Stated exercise =
Write out, word for word, every line from the one containing "like (117, 61)." through the last line of the records below, both ends included.
____________________
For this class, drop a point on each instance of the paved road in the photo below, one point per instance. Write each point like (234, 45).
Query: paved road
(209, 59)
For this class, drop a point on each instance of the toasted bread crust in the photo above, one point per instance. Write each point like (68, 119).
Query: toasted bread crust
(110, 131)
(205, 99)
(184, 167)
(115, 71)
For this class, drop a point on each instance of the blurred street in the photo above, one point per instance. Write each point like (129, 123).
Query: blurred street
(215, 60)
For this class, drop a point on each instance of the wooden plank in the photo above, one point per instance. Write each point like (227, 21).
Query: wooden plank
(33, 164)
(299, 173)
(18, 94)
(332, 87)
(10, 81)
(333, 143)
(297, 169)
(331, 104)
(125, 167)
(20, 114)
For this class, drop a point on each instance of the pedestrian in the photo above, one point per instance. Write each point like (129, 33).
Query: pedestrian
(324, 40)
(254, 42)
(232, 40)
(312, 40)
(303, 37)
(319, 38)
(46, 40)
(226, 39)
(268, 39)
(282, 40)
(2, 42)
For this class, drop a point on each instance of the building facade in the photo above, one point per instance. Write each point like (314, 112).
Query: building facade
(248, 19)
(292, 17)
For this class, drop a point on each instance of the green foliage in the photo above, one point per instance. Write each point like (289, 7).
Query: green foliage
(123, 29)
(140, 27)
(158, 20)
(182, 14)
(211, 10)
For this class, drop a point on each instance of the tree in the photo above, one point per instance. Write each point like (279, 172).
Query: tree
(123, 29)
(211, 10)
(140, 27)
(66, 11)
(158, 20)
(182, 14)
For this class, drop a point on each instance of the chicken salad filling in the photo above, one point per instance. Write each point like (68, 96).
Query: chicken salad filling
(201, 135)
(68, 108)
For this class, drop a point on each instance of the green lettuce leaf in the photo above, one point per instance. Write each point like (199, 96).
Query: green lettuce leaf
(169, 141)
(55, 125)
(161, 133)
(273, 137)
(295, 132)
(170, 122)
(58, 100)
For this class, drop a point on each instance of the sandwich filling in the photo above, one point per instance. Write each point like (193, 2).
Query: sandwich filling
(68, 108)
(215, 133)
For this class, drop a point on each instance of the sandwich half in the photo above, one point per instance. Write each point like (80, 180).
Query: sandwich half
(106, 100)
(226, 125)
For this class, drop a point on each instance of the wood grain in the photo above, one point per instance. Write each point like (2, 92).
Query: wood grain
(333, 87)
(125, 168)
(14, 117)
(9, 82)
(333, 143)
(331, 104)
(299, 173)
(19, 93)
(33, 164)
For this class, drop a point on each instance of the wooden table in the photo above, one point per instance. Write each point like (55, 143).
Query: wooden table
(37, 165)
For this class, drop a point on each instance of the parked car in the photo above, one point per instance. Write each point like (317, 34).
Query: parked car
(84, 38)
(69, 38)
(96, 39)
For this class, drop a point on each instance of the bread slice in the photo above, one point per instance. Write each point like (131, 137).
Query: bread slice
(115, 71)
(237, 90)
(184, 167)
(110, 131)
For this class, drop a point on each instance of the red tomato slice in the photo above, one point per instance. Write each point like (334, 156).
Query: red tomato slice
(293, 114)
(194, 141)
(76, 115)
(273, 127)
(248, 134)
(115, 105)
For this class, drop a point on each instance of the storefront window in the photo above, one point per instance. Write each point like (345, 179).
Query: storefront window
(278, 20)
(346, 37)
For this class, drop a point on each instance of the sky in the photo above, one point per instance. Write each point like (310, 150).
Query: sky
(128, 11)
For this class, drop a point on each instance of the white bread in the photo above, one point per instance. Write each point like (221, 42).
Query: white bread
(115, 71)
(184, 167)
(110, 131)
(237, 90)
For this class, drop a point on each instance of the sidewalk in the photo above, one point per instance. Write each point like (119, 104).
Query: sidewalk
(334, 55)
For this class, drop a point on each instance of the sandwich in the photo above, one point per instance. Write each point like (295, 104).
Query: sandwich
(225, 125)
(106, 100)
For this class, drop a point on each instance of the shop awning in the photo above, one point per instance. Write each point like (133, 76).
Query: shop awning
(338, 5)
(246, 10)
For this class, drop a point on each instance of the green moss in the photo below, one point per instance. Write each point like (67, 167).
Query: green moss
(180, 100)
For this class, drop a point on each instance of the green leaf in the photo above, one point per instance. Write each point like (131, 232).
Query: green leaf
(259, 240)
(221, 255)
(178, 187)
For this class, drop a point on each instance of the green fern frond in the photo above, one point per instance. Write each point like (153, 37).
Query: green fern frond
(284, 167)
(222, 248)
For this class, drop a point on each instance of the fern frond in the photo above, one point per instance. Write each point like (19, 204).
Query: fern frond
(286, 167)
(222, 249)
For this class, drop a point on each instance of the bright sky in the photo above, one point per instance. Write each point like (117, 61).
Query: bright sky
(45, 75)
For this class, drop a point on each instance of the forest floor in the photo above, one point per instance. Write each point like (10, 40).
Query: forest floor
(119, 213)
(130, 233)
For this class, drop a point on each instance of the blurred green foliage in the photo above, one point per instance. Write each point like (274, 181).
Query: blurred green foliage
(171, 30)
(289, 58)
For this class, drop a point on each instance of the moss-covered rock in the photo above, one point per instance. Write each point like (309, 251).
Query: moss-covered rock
____________________
Written solution =
For this class, drop a point on each instance of the bright sky in the photo above, one point per instance. Write each point like (117, 61).
Query: bright sky
(45, 75)
For this class, drop a point on each instance of the forest floor in the photo above, one point per instance. Write each point like (10, 40).
Query: forest floor
(119, 213)
(130, 233)
For this class, drop a point on each instance of the blurred green foliage in the photo above, one point per instance. Write each point like (274, 181).
Query: blurred green foliage
(171, 30)
(289, 58)
For this class, drop a point on each instance of the moss-covered rock in the photo above, one point per instance. Write each point like (309, 251).
Query: moss-covered rock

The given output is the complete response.